> [Data supplied]:
▬▬▬
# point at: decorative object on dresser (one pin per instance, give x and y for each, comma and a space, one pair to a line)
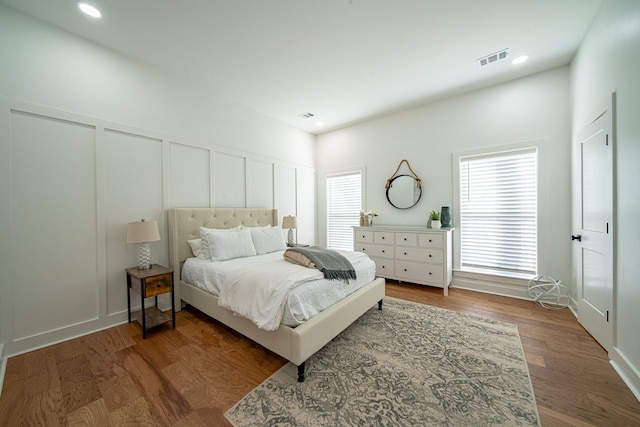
411, 254
434, 220
370, 216
291, 223
143, 232
445, 217
403, 191
148, 283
▬▬▬
> [Exercise goal]: Copy the lines above without changing anything, and leave out the pictures.

> [Worked answer]:
# point at: decorative object on dresser (one pin per instance, give x and y for each, comma and a space, one pair to a line)
411, 254
434, 220
370, 216
291, 223
143, 232
445, 217
403, 191
148, 283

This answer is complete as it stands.